# Exercice écrit
Recopiez à l'identique toutes les lignes qui suivent, de la première à la dernière.

==========

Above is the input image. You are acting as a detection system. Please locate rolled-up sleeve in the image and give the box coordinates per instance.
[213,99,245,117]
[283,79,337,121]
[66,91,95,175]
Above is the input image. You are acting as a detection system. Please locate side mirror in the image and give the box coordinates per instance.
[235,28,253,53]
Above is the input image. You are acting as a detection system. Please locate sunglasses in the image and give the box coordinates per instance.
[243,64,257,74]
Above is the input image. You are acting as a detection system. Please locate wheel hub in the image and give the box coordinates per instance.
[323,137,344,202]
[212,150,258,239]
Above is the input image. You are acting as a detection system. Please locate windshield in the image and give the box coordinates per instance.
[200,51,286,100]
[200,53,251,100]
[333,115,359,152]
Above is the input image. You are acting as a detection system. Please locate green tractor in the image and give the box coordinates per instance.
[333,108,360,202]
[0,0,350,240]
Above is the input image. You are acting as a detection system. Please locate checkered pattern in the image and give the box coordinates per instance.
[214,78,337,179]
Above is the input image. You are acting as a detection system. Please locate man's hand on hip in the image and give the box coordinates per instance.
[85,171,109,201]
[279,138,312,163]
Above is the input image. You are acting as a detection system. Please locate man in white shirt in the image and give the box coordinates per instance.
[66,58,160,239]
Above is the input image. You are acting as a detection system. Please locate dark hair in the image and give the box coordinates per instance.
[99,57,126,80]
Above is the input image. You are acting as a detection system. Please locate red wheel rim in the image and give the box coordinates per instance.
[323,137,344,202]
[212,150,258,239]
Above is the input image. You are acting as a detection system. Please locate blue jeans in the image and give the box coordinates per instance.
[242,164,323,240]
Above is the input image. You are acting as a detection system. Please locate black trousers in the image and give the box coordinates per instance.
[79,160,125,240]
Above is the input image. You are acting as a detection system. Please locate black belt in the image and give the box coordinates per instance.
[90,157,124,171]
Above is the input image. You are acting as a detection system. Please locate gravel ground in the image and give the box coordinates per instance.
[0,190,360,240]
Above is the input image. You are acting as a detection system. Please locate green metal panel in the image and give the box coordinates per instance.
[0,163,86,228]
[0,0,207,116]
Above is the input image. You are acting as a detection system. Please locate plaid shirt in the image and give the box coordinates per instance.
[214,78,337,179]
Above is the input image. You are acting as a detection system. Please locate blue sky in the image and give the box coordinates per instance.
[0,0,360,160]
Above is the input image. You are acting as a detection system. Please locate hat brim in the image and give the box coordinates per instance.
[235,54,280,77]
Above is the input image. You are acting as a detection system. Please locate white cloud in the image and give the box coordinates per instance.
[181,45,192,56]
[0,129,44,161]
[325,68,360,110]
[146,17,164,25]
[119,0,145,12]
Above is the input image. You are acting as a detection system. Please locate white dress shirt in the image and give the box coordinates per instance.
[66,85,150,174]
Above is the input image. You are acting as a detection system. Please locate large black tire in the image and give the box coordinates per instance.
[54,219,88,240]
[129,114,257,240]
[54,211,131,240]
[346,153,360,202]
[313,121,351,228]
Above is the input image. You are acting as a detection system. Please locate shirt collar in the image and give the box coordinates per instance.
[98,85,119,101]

==========

# Réponse à l'exercice
Above is the input image. You are acting as a detection system. Please locate rolled-up sleeve in the image and give the box coordinates per instance.
[213,99,245,117]
[283,79,337,121]
[66,91,95,175]
Above is the input image. You are acting as a detection system. Please locate side mirror in the image and give the box coordinates per instance.
[235,28,253,53]
Above is the input image. You are acting as a detection system. Please locate sunglasses in the image and give the box coordinates per instance.
[243,64,257,74]
Above is the input image. You are acting as a detection system. Please locate wheel hub in the image and give the box coordinates per instance.
[323,137,344,202]
[212,150,258,239]
Above is the input image. You are acting as a detection system. Please locate windshield in the image and give the box coordinates per instance.
[200,51,286,100]
[200,53,251,100]
[333,115,359,152]
Above is the input image. You are acting as a detection system. Please locate green tractor in the image and give the box coordinates per instance.
[333,108,360,202]
[0,0,350,240]
Above is the input image. You are acting as a detection system. Please locate checkered pattern in the image and give the box coordinates per instance.
[214,78,337,179]
Above is the input image. You are acting as a detection system. Please locate man's hand on hip in the image and give the box coordinates per instance.
[85,171,109,201]
[279,138,312,163]
Above is the input image. You are acting as a detection system. Please locate man in white shirt in the image and give the box coordinates per instance.
[66,58,160,239]
Above is the input image. You are acting as a detection system. Please locate dark hair in the image and give the box coordinates per instance.
[99,57,126,80]
Above is the input image. You are acting as a detection system. Please locate red wheel rim in the image and give the box coordinates per instance.
[323,137,344,202]
[212,150,258,239]
Above is the input image. You are acting as a detection system. Please locate blue jeans in the image and give the box coordinates per instance.
[242,164,323,240]
Above is the input image. You are acting as a detection system. Please locate black trousers in the image and give the box coordinates per instance.
[79,160,125,240]
Above is the input image. You are acting as a detection system. Please locate black belt in the image and give the box coordinates per instance.
[90,157,124,171]
Above is the input image. You are acting as a detection system. Please locate gravel ground in the image and give the box coordinates per instance.
[0,190,360,240]
Above is the input image. You are acting as a detection system. Please locate green metal panel in the image and give the box coordinates per instance.
[0,163,86,228]
[0,0,207,116]
Above is the input image. You are acting as a detection system. Please locate plaid shirt in the image and give the box coordinates per instance.
[214,78,337,179]
Above is the input image. You are acting as a detection system. Please locate blue sky in the image and give the box coordinates per instance.
[0,0,360,160]
Above is the input image. You are acting as a detection system. Please locate hat brim in the image and give the box coordinates per instance.
[235,54,280,77]
Above is the input image. You are acting as a detection system. Please locate white cloud in the image and give the box coordinates per instance.
[181,45,192,56]
[0,129,44,161]
[325,68,360,110]
[146,17,164,25]
[119,0,145,12]
Above is the input image. You are acting as a detection system. Please locate white dress shirt in the image and give the box coordinates per instance.
[66,85,150,174]
Above is the input image. You are acting as a detection system. Please locate large black tire in the image and give the box coordinates per instance.
[54,219,88,240]
[129,114,257,240]
[54,211,131,240]
[346,153,360,202]
[313,121,351,228]
Above is the input image. You are acting as a detection system. Please locate shirt collar in the image and give the box coordinates per instance.
[98,85,119,101]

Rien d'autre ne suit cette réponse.